__Location labeling records__.
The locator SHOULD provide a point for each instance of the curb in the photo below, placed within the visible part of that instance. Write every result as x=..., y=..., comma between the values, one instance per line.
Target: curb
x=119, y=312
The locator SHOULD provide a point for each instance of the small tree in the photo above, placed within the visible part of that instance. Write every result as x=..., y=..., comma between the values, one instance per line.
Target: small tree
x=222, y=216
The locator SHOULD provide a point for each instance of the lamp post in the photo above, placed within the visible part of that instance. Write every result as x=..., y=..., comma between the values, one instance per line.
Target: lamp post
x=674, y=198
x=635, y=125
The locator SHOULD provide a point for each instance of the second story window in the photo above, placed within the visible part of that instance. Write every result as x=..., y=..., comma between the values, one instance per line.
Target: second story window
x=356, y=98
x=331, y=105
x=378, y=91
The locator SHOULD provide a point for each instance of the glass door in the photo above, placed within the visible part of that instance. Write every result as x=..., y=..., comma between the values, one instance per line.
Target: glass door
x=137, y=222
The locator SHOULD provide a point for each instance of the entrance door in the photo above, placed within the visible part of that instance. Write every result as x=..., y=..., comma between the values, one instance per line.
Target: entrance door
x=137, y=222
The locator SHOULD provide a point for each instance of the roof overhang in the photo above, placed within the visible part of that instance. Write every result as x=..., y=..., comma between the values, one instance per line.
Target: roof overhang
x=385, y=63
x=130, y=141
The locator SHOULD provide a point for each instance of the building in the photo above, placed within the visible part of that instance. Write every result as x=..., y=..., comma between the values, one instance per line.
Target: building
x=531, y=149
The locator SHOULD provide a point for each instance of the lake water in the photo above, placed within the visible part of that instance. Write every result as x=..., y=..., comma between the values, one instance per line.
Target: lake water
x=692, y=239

__WORK TO DO__. Write out, word for word, the line containing "of the building" and every line after it to the end of the data above.

__ANSWER__.
The locator SHOULD provide a point for each instance of the building in the photo above, placed within the visible part of that instance. Write every result as x=..., y=..., comma between the values, one instance per line.
Target: building
x=531, y=149
The locator SHOULD provide a point for each instance of the lake water in the photo above, placed within the visible part of that instance. Write every result as x=..., y=..., comma between the values, one instance per line.
Target: lake water
x=692, y=239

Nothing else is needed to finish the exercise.